Written task
Copy everything from the line containing "of the sandal" down to the line containing "pixel 674 386", both of those lines included, word for word and keeping the line breaks.

Stored data

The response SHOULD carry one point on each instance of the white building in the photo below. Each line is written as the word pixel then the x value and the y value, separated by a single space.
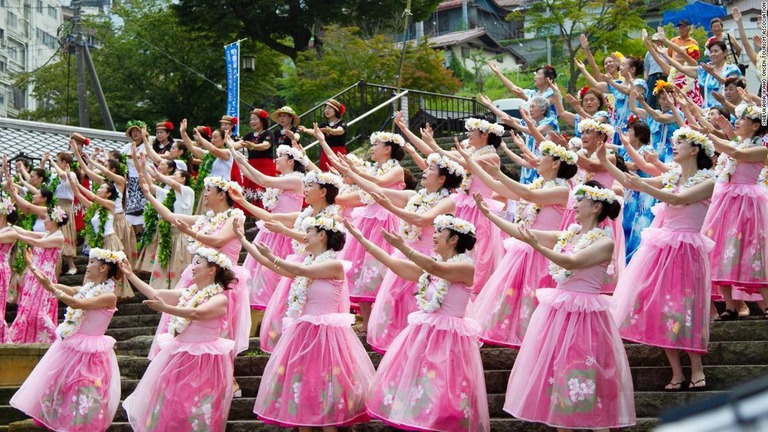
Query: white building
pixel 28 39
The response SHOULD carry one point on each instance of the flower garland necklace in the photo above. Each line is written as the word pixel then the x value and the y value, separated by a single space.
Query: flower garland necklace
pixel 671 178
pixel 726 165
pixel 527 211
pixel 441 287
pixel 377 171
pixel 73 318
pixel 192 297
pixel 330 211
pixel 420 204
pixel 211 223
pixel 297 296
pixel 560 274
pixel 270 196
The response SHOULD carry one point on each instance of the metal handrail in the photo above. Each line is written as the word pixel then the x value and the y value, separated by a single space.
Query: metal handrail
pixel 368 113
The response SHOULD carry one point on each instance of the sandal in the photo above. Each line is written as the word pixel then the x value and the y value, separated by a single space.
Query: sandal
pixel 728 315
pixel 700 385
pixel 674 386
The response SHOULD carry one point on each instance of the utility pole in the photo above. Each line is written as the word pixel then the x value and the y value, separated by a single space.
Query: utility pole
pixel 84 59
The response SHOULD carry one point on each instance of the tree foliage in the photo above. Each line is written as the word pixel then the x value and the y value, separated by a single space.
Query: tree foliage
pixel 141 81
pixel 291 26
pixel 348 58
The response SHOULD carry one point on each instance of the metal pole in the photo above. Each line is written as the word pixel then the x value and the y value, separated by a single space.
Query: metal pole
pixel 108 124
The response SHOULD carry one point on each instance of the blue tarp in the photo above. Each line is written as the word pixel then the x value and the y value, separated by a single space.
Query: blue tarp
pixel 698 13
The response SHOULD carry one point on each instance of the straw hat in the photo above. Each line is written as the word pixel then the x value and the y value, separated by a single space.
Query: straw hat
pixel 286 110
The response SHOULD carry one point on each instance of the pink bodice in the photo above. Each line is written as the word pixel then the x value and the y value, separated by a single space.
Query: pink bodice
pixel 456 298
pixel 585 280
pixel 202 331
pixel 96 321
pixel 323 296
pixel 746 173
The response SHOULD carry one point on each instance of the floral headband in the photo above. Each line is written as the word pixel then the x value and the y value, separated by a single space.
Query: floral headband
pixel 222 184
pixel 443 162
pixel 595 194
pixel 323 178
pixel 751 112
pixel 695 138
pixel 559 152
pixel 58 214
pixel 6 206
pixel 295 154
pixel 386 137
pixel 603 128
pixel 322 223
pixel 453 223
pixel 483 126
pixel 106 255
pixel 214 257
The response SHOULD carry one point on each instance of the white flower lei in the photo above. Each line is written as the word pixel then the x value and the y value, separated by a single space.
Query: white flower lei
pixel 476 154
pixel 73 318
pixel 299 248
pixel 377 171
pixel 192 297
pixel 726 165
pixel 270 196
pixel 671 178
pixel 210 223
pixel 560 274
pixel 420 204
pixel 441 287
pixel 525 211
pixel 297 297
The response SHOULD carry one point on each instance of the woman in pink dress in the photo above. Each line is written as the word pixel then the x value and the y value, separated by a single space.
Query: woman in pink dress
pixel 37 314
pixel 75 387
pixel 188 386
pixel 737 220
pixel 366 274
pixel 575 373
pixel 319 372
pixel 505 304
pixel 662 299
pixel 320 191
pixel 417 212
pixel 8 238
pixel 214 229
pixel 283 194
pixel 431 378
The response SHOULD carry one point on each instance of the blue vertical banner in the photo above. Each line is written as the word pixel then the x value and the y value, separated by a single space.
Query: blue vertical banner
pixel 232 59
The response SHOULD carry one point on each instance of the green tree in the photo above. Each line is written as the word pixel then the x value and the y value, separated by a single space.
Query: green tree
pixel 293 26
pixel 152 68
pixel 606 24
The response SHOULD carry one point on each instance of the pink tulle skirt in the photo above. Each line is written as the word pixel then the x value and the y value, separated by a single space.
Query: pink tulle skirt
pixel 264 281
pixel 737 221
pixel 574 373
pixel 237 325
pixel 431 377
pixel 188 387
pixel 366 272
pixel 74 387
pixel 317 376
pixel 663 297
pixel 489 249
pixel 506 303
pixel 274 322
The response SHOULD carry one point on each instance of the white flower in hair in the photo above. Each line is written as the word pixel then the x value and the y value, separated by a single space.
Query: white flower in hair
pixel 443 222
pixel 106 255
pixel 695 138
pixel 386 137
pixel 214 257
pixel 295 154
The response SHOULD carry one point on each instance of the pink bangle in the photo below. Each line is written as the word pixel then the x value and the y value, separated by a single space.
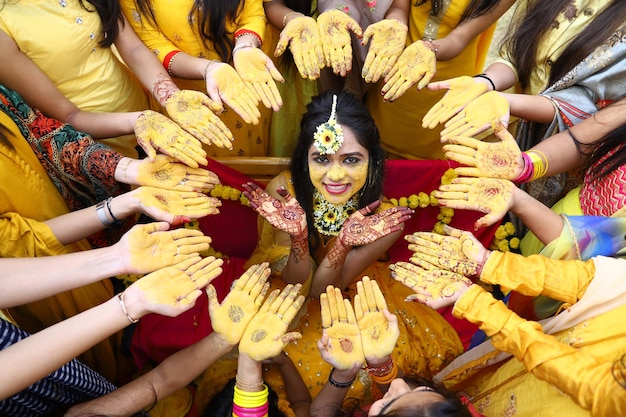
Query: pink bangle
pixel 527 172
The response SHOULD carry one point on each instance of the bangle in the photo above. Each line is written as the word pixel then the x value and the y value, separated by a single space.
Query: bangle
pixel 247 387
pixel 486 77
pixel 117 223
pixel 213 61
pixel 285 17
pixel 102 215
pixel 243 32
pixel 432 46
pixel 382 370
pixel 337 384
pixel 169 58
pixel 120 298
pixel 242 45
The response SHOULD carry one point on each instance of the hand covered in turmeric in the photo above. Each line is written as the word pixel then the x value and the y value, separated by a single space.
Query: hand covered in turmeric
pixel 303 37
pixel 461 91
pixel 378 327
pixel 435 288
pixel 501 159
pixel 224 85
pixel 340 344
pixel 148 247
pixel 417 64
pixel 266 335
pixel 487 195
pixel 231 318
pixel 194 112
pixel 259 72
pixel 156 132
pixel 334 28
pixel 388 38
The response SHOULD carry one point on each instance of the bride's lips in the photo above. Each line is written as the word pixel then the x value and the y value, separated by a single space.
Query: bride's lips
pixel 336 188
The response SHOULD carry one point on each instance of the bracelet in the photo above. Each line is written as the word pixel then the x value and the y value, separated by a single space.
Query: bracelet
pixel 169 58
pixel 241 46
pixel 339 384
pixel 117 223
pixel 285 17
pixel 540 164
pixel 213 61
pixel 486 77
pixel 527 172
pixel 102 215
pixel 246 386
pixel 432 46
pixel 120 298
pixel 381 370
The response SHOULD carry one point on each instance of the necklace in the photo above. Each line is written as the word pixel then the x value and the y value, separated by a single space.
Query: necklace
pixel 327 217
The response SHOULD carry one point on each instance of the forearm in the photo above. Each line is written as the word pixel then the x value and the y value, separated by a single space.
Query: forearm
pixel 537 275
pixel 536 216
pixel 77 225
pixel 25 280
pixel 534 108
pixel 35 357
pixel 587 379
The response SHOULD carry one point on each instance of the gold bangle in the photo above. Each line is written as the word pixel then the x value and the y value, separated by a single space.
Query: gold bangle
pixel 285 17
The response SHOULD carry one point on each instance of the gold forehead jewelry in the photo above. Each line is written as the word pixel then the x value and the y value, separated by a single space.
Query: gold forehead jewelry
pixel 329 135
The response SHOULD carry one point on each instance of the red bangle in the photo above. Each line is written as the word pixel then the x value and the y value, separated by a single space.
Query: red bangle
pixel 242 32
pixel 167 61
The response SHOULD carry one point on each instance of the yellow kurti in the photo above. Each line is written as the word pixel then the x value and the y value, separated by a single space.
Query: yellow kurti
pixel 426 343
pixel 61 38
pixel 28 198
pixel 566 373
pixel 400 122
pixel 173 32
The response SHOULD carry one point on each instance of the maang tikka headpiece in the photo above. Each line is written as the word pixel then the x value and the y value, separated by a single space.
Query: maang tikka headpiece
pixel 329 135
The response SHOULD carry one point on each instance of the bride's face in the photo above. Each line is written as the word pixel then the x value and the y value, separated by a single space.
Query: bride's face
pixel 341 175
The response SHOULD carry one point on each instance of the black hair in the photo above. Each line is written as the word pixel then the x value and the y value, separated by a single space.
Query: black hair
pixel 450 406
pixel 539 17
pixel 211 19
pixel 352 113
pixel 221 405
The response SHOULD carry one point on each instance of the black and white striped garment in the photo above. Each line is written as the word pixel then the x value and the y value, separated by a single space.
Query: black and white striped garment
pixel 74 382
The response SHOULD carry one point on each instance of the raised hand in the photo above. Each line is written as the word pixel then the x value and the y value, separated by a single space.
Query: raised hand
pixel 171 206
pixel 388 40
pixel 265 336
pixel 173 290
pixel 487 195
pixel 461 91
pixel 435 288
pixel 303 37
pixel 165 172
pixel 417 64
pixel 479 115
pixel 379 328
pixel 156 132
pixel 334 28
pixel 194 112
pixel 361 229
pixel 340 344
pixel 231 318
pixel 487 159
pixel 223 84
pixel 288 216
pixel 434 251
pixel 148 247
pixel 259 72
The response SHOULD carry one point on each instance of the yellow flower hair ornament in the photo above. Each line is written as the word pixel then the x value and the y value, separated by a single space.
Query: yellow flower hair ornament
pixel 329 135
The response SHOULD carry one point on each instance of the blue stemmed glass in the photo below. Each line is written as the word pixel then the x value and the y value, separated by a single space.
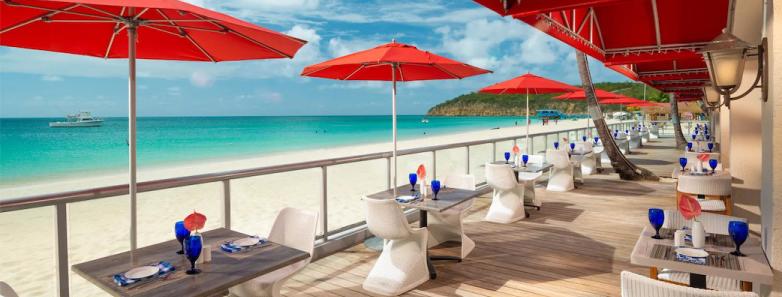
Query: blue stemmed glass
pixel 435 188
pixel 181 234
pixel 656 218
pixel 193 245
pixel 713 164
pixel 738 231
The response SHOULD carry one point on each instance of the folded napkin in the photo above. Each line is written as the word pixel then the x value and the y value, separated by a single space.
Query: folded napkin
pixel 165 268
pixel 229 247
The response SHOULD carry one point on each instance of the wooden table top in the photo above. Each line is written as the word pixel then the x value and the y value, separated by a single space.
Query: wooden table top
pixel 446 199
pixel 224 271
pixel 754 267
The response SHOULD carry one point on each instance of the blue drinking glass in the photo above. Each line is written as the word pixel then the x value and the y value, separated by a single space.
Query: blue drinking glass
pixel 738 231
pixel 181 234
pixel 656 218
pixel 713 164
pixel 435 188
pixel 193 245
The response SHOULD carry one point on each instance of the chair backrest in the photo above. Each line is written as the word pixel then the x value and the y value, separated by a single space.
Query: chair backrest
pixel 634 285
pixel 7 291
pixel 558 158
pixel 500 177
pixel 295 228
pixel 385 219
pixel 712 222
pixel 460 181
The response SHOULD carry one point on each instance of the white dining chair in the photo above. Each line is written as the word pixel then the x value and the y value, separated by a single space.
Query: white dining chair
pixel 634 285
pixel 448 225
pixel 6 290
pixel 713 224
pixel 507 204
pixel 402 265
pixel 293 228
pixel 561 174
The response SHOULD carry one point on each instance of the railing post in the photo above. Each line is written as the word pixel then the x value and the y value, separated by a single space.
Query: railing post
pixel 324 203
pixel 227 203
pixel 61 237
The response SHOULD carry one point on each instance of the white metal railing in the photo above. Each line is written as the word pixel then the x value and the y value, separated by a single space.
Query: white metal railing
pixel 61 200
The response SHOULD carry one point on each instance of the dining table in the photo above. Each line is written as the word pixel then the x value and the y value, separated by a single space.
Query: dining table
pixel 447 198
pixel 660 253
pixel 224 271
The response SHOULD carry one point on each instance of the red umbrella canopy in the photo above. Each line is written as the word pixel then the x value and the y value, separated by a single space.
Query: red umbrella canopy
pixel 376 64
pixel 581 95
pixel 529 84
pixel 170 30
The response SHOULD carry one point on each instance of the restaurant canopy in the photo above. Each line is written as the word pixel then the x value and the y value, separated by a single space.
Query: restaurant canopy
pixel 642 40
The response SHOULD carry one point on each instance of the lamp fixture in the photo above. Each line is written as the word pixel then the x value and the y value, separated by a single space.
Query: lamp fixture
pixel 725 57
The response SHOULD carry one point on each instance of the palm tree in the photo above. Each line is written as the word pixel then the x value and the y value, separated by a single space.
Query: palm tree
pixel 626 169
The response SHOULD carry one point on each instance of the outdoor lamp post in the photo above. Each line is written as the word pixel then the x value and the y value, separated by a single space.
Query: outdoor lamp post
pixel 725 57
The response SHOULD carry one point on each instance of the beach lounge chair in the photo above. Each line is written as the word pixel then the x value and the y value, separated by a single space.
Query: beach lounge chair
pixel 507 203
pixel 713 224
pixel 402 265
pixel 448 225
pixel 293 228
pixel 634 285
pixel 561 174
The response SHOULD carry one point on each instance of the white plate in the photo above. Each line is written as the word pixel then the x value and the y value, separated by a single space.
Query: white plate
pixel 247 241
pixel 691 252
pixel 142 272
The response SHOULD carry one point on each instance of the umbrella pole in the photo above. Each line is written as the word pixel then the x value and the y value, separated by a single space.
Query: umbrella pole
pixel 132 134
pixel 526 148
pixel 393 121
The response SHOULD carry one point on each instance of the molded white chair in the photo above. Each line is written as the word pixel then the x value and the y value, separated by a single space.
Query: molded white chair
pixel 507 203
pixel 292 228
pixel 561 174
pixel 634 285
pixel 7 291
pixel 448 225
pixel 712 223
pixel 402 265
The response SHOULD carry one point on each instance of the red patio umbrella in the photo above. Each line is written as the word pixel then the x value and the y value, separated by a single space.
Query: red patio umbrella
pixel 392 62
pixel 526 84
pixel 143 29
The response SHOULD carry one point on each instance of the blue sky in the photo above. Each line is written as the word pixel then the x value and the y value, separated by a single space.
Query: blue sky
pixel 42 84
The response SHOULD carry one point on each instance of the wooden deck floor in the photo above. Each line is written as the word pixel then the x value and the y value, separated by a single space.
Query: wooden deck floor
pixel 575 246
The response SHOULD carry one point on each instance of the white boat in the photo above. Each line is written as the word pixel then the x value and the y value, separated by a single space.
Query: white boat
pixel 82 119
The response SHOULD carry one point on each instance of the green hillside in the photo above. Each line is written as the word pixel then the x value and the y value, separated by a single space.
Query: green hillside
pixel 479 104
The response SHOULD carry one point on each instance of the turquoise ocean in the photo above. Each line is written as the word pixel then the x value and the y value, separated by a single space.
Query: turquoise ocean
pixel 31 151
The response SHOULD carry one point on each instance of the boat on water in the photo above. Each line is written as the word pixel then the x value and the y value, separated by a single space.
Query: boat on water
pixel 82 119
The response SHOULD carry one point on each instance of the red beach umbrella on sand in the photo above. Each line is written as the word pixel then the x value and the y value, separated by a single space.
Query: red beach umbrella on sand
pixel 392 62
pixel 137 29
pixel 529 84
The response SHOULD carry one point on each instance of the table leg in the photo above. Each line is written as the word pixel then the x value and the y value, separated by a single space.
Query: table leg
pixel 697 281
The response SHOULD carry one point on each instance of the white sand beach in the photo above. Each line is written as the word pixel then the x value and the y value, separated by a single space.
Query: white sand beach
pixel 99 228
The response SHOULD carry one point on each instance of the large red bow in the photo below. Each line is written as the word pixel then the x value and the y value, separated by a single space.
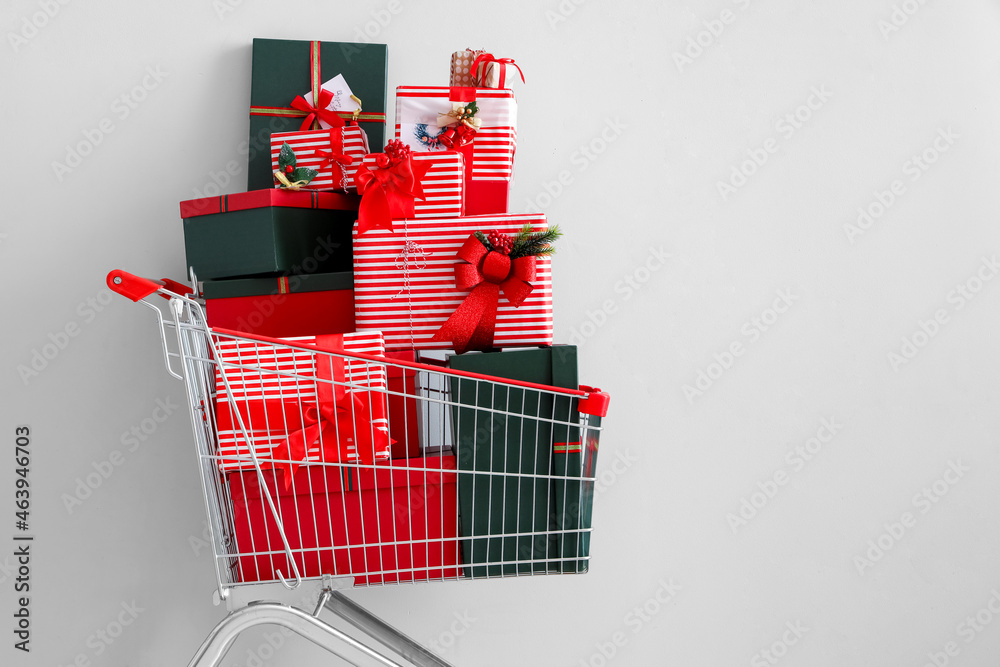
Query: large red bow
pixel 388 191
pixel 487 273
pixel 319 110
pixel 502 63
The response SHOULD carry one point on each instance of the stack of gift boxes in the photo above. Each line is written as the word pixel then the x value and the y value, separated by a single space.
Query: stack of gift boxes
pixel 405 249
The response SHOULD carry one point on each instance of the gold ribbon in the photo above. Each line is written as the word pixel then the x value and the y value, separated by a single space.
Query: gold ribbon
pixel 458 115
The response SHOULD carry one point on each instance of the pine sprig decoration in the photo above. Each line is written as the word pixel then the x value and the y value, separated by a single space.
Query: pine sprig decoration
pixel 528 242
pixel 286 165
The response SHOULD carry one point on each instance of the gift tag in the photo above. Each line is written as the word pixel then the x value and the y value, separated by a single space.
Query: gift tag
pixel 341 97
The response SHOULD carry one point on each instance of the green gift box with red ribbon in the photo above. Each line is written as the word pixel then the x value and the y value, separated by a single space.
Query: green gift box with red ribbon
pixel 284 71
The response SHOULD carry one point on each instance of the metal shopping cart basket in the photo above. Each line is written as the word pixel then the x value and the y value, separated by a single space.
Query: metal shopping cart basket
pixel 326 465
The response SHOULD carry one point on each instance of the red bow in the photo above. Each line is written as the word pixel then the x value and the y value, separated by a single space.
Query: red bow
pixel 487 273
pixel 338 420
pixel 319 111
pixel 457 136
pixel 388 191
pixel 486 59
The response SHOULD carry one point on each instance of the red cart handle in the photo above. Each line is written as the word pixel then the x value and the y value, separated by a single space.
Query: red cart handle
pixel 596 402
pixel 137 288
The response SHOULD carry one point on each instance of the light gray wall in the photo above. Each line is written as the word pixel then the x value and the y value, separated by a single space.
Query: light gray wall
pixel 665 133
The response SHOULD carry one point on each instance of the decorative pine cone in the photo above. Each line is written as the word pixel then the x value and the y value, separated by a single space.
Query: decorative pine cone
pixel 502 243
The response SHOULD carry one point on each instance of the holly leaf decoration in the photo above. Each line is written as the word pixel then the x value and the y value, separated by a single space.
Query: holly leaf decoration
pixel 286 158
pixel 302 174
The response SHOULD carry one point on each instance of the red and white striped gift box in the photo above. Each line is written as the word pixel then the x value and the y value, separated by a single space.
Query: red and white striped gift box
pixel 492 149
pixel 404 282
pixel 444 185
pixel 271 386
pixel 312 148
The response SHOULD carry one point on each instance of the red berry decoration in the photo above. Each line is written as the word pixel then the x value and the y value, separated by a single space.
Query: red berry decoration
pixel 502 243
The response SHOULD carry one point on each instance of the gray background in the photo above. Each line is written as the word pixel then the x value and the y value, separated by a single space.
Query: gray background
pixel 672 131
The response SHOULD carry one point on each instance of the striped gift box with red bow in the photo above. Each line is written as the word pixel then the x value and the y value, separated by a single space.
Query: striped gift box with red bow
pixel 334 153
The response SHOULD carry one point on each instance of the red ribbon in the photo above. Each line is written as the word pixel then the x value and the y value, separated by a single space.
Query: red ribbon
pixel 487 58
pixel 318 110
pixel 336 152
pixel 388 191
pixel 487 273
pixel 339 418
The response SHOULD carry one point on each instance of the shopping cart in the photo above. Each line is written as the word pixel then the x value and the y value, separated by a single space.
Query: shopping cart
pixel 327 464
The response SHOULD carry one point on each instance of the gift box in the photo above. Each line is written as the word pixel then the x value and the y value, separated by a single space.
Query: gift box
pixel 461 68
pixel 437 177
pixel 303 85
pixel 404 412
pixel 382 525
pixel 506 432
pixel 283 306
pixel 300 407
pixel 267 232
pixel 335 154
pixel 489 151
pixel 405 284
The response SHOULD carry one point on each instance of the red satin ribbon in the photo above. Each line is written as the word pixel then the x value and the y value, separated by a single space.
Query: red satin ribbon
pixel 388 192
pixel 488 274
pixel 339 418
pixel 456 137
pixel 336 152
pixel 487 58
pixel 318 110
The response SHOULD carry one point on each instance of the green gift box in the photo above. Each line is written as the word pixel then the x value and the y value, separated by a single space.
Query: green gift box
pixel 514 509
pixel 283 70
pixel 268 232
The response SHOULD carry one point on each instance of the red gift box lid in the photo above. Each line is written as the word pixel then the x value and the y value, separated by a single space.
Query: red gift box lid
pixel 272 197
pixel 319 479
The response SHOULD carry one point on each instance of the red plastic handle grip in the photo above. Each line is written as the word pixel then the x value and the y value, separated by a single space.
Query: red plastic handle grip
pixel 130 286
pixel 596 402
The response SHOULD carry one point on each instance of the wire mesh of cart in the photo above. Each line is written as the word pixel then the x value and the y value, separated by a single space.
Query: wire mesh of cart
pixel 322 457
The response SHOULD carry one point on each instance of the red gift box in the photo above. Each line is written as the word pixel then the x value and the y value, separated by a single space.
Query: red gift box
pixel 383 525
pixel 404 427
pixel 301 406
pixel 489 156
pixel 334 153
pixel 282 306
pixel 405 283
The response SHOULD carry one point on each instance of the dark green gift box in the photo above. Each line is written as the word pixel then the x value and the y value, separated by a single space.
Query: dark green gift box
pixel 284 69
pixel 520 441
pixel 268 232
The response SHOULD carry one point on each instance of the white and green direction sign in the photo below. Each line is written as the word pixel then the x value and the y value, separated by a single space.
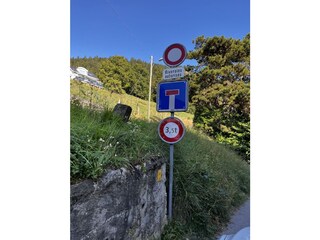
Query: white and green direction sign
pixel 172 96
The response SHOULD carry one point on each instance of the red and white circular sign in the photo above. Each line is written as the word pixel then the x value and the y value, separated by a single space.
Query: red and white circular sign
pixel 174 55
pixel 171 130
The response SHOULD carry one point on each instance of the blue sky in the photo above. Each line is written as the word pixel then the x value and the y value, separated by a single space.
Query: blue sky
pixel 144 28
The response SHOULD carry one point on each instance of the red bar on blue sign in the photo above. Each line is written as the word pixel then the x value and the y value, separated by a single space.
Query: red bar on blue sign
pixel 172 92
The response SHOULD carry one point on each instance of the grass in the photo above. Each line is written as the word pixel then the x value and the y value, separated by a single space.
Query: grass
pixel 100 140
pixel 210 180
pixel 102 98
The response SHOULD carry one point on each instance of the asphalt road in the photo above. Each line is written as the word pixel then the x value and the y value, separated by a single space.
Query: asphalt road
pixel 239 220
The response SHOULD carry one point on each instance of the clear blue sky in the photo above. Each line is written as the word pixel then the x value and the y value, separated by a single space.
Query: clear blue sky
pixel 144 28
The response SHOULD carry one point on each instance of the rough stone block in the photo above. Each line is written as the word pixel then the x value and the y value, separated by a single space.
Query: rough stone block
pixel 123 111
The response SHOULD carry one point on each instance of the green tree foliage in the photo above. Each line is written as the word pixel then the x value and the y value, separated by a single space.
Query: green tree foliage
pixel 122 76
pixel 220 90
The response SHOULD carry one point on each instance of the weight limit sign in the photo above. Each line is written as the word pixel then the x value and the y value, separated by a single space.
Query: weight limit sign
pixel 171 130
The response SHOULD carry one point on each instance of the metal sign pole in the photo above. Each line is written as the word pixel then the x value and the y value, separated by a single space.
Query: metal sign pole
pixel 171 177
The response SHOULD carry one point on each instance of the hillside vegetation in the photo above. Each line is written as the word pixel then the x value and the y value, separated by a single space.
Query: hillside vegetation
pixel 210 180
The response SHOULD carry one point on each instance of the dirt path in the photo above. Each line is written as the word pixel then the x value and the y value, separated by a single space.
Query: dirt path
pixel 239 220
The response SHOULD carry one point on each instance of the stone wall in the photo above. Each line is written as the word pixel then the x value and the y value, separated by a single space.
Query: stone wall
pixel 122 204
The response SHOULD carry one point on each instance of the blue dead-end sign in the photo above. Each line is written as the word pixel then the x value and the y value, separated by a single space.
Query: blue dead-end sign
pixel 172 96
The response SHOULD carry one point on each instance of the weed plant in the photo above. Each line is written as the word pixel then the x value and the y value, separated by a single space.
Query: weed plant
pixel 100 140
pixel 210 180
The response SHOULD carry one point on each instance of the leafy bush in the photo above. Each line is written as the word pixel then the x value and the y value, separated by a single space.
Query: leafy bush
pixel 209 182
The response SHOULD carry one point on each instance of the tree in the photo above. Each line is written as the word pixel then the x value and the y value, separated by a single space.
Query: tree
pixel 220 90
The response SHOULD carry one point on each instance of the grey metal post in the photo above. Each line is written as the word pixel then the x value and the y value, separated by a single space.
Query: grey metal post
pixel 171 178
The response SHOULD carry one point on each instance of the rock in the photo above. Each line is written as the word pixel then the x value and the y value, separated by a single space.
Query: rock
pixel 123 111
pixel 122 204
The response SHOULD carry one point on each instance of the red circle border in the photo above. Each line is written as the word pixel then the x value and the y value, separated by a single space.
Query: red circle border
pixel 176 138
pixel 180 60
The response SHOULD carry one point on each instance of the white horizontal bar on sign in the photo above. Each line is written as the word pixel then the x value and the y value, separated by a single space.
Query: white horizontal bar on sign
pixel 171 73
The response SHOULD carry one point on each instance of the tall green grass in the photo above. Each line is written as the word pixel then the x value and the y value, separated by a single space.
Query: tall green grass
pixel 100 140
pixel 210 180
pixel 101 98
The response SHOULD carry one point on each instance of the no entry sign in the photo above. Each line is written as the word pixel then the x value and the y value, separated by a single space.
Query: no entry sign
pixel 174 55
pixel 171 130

The completed task
The response SHOULD carry one point on each instance of the sandal in the photo above. Each line is written as the word pixel then the x value and the y value, separated by a single space.
Query: sandal
pixel 728 315
pixel 700 385
pixel 674 386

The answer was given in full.